» **Raw data**
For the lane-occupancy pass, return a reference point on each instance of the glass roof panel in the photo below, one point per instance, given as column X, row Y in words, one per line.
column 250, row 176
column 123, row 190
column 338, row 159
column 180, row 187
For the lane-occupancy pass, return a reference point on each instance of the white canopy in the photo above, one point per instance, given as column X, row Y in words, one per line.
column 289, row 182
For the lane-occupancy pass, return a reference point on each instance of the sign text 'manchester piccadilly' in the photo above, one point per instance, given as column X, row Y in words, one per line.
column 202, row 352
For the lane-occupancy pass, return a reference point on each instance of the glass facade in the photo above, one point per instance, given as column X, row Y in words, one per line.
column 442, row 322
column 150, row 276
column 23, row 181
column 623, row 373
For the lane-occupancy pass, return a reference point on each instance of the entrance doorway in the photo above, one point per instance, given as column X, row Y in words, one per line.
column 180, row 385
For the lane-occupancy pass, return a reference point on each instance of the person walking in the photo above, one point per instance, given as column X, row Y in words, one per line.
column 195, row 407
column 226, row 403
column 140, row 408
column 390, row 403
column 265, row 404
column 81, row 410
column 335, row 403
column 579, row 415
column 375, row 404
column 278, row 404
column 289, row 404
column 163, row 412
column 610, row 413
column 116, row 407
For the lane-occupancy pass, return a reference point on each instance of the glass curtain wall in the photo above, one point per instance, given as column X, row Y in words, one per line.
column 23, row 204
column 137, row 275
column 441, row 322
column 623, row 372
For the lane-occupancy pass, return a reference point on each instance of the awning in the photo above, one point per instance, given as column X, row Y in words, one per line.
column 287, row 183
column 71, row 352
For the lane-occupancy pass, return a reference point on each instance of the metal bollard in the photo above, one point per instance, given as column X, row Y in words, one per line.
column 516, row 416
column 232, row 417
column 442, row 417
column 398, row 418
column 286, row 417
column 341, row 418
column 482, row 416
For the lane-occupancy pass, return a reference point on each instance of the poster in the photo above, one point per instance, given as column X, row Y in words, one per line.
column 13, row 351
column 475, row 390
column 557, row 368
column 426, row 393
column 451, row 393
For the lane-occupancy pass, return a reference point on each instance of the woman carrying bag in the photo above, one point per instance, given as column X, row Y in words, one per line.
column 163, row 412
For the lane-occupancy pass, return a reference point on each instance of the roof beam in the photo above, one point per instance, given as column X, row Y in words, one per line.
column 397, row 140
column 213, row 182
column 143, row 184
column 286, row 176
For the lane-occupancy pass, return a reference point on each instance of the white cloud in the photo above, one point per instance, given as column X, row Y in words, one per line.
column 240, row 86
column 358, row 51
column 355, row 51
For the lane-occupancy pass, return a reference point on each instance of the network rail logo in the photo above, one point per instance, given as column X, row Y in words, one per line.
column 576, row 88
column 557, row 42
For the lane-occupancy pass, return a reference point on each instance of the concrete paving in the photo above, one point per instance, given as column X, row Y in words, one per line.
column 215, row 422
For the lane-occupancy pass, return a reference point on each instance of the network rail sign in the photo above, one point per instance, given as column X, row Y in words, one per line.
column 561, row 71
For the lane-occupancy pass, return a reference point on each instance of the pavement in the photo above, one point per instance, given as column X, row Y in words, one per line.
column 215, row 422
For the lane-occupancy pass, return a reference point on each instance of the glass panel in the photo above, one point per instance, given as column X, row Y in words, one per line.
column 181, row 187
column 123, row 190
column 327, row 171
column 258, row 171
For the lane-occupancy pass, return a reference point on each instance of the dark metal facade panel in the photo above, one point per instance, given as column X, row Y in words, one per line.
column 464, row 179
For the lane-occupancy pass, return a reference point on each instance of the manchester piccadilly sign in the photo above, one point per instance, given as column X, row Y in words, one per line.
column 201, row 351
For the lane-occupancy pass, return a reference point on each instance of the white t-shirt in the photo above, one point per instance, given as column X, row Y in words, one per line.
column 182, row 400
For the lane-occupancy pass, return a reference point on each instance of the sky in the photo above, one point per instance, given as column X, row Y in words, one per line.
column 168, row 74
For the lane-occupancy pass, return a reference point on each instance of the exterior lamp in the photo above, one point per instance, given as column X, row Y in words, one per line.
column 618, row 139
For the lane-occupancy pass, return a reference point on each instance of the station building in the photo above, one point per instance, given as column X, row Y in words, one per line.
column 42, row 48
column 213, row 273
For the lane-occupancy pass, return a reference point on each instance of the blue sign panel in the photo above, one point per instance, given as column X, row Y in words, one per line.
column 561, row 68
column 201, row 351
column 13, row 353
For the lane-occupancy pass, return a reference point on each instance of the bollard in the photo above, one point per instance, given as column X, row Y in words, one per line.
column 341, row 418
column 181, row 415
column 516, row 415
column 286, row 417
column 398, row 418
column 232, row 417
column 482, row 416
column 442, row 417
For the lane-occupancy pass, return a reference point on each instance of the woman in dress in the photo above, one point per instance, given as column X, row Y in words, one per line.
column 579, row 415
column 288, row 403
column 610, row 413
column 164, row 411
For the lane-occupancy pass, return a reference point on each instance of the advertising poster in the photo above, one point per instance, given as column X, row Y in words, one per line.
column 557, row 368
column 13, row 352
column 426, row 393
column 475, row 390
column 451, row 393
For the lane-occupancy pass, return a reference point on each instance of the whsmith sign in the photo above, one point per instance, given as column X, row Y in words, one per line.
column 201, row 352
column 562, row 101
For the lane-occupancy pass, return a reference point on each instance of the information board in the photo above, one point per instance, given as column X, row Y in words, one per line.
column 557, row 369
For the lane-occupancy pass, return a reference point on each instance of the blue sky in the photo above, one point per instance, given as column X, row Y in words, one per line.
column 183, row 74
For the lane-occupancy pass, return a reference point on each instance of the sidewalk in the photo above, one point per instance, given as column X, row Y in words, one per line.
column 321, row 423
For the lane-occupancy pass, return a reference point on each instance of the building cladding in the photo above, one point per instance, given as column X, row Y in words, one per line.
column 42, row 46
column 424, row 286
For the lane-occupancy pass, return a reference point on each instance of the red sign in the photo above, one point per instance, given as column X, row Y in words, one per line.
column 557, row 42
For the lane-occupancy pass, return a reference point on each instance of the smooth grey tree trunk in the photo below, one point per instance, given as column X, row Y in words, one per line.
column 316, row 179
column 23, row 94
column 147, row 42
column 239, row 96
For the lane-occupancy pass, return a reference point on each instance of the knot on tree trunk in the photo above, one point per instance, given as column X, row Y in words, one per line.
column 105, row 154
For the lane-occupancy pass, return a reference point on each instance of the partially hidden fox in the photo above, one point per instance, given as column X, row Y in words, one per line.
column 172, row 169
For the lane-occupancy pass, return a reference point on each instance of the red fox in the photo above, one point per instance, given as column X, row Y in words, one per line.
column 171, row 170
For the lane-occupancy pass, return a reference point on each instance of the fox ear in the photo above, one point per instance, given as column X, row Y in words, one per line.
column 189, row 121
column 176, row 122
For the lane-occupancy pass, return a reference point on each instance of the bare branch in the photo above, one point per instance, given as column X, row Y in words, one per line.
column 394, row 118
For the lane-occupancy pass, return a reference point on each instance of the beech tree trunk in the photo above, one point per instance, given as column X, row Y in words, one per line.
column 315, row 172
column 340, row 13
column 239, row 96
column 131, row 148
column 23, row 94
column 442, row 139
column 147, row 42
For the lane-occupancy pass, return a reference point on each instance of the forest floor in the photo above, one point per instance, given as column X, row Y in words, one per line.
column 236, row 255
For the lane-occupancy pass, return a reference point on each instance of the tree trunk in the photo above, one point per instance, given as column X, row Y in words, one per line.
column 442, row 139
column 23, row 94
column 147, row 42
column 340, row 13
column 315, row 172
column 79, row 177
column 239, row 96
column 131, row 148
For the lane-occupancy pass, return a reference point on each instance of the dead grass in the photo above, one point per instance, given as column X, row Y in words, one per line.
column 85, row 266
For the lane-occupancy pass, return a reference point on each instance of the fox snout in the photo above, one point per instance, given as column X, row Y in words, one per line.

» **Short task**
Please render all of the records above as a numbered list, leaving out any blank lines.

» **Reply to the exercise**
1. For the lane-occupancy pass, return a reference point on each instance of the glass roof panel in the photo below, one point per instance, given as column X, row Y in words, one per line.
2. column 250, row 176
3. column 123, row 190
4. column 338, row 159
5. column 180, row 187
6. For the lane-occupancy pass, return a reference point on each instance of the white canopy in the photo above, one point per instance, given as column X, row Y in words, one per line.
7. column 289, row 182
8. For the lane-occupancy pass, return a reference point on each instance of the sign text 'manchester piccadilly' in the photo above, one point per instance, given as column X, row Y in words, one per line.
9. column 202, row 352
10. For the lane-occupancy pass, return a reference point on each instance of the glass facade in the photo above, one point per instance, given as column X, row Y in words, one per line.
11. column 442, row 322
12. column 150, row 276
13. column 23, row 181
14. column 623, row 373
15. For the lane-occupancy pass, return a reference point on each instance of the entrance doorway in the photo above, one point per instance, given as column X, row Y in words, one per line.
16. column 180, row 385
17. For the lane-occupancy pass, return a reference point on each instance of the person walking in the photo above, one point per instance, given as column X, row Y in words, one per line.
18. column 195, row 407
19. column 226, row 403
20. column 140, row 408
21. column 390, row 403
22. column 265, row 404
23. column 81, row 410
24. column 335, row 403
25. column 579, row 415
26. column 375, row 404
27. column 278, row 404
28. column 289, row 404
29. column 163, row 412
30. column 610, row 413
31. column 116, row 407
32. For the lane-occupancy pass, return a reference point on each instance of the glass curtain wall in the photo above, one point per instance, given as column X, row Y in words, one per line.
33. column 23, row 204
34. column 137, row 275
35. column 441, row 322
36. column 623, row 372
37. For the lane-occupancy pass, return a reference point on each instance of the awning in the photo above, one point per instance, given as column X, row Y in words, one per line.
38. column 287, row 183
39. column 71, row 352
40. For the lane-occupancy pass, return a reference point on each instance of the metal bollard in the photo above, one point per instance, given as column X, row Y in words, one per line.
41. column 516, row 416
42. column 232, row 417
43. column 442, row 417
44. column 398, row 418
45. column 286, row 417
46. column 341, row 418
47. column 482, row 416
48. For the lane-occupancy pass, return a reference point on each instance of the poster in the photo above, one point per instance, given as column X, row Y in words, one per line.
49. column 13, row 351
50. column 475, row 390
51. column 557, row 368
52. column 426, row 393
53. column 451, row 393
54. For the lane-occupancy pass, return a reference point on each instance of the woman carrying bag in the photo above, one point per instance, given as column X, row Y in words, one per line.
55. column 163, row 412
56. For the lane-occupancy pass, return a reference point on each instance of the roof beam in the photo above, one point per instance, given as column X, row Y in words, one per line.
57. column 397, row 140
58. column 213, row 182
59. column 143, row 184
60. column 286, row 176
61. For the lane-occupancy pass, return a reference point on each instance of the white cloud in the photo above, one point per instance, given as column X, row Y in words, one per line.
62. column 240, row 86
63. column 358, row 51
64. column 355, row 51
65. For the lane-occupancy pass, return a reference point on each instance of the network rail logo in the photo above, one point per instance, given as column X, row Y in words, one per line.
66. column 576, row 88
67. column 557, row 42
68. For the lane-occupancy pass, return a reference point on each instance of the concrete paving in the photo above, one point per instance, given as column X, row Y in words, one per line.
69. column 215, row 422
70. For the lane-occupancy pass, return a reference point on each instance of the network rail sign in the photo above, one point per instance, given as column X, row Y in words, one per line.
71. column 561, row 71
72. For the lane-occupancy pass, return a reference point on each instance of the pavement in the photo above, one point per instance, given as column X, row Y in words, one per line.
73. column 215, row 422
74. For the lane-occupancy pass, return a reference point on each instance of the glass panel in the photo above, one point per instance, given as column X, row Y in words, one per line.
75. column 181, row 187
76. column 123, row 190
77. column 327, row 171
78. column 258, row 171
79. For the lane-occupancy pass, return a reference point on each instance of the dark metal facade panel in the photo above, one point per instance, given as column X, row Y in words, one per line.
80. column 464, row 179
81. For the lane-occupancy pass, return a reference point on each instance of the manchester piccadilly sign in the photo above, one point per instance, given as column X, row Y in words, one per line.
82. column 201, row 351
83. For the lane-occupancy pass, return a reference point on each instance of the white t-shirt in the photo above, one point per instance, given as column X, row Y in words, one per line.
84. column 182, row 400
85. For the lane-occupancy pass, return a reference point on each instance of the sky in the photo above, one point per instance, given as column X, row Y in words, one per line.
86. column 168, row 74
87. For the lane-occupancy pass, return a reference point on each instance of the exterior lamp in the photo above, one point per instance, given as column X, row Y in words, one per line.
88. column 618, row 139
89. For the lane-occupancy pass, return a reference point on each instance of the station building in the photo above, one point per instance, given as column X, row Y in words, one per line.
90. column 42, row 48
91. column 213, row 273
92. For the lane-occupancy pass, return a reference point on each instance of the blue sign panel in the photo above, one point per instance, given as column X, row Y in words, one per line.
93. column 561, row 68
94. column 201, row 351
95. column 13, row 353
96. For the lane-occupancy pass, return a reference point on each instance of the bollard in the photo above, one point per instance, given as column X, row Y in words, one per line.
97. column 341, row 418
98. column 181, row 415
99. column 516, row 415
100. column 286, row 417
101. column 398, row 418
102. column 232, row 417
103. column 482, row 416
104. column 442, row 417
105. For the lane-occupancy pass, return a reference point on each instance of the woman in dress in the photo above, one point per instance, given as column X, row Y in words, one per line.
106. column 579, row 415
107. column 288, row 403
108. column 610, row 413
109. column 164, row 411
110. For the lane-occupancy pass, return a reference point on each instance of the advertising poster in the photo above, one point per instance, given as column X, row Y in words, one per line.
111. column 557, row 368
112. column 13, row 352
113. column 426, row 393
114. column 475, row 390
115. column 451, row 393
116. For the lane-occupancy pass, return a reference point on each instance of the whsmith sign in the photo above, one point per instance, given as column X, row Y in words, one per line.
117. column 201, row 352
118. column 562, row 101
119. For the lane-occupancy pass, return a reference point on each instance of the information board in the photo above, one point per instance, given as column X, row Y in words, one per line.
120. column 557, row 369
121. For the lane-occupancy pass, return a reference point on each instance of the blue sky in the photo above, one point per instance, given as column X, row Y in words, one per line.
122. column 183, row 74
123. For the lane-occupancy pass, return a reference point on each instance of the sidewalk in the photo above, one point per instance, given as column X, row Y in words, one per line.
124. column 321, row 423
125. For the lane-occupancy pass, return a reference point on each instance of the building cladding in the photo above, one point per instance, given as column X, row Y in words, one per line.
126. column 42, row 46
127. column 424, row 286
128. For the lane-occupancy pass, return a reference point on each instance of the red sign in the photo above, one point per instance, given as column X, row Y in words, one per line.
129. column 557, row 42
130. For the lane-occupancy pass, return a reference point on each instance of the smooth grey tree trunk in the photo below, one point per instance, given as column X, row Y in words, one per line.
131. column 316, row 179
132. column 23, row 94
133. column 147, row 42
134. column 239, row 96
135. For the lane-occupancy pass, return a reference point on each instance of the knot on tree trunk in the photo above, one point per instance, given as column X, row Y in words, one per line.
136. column 105, row 154
137. For the lane-occupancy pass, return a reference point on each instance of the partially hidden fox in the photo above, one point per instance, given as column X, row Y in words, one per line.
138. column 172, row 169
139. For the lane-occupancy pass, return a reference point on each instance of the red fox in the photo above, one point per instance, given as column X, row Y in words, one per line.
140. column 171, row 170
141. For the lane-occupancy pass, return a reference point on each instance of the fox ear in the photo above, one point per instance, given as column X, row Y in words, one per line.
142. column 189, row 121
143. column 176, row 122
144. For the lane-occupancy pass, return a reference point on each instance of the bare branch in the photo above, one point per instance, given as column X, row Y in words, one per line.
145. column 394, row 118
146. For the lane-occupancy pass, return a reference point on each instance of the beech tree trunk in the photo above, one point per instance, given as column X, row Y in words, one per line.
147. column 315, row 172
148. column 340, row 13
149. column 239, row 96
150. column 131, row 148
151. column 23, row 94
152. column 442, row 139
153. column 147, row 42
154. For the lane-occupancy pass, return a reference point on each instance of the forest floor in the photo above, one point per instance, given as column X, row Y in words, one per line.
155. column 236, row 255
156. For the lane-occupancy pass, return a reference point on each instance of the tree trunk in the photo above, one point per instance, given as column X, row Y in words, one per line.
157. column 442, row 139
158. column 23, row 94
159. column 147, row 42
160. column 340, row 13
161. column 315, row 172
162. column 79, row 177
163. column 239, row 96
164. column 131, row 148
165. For the lane-occupancy pass, return a reference point on each instance of the dead grass in the photo above, one point per instance, given as column X, row Y in words, one per line.
166. column 85, row 266
167. For the lane-occupancy pass, return a reference point on each instance of the fox snout in the photo above, one point per instance, given as column X, row Y in words, one per line.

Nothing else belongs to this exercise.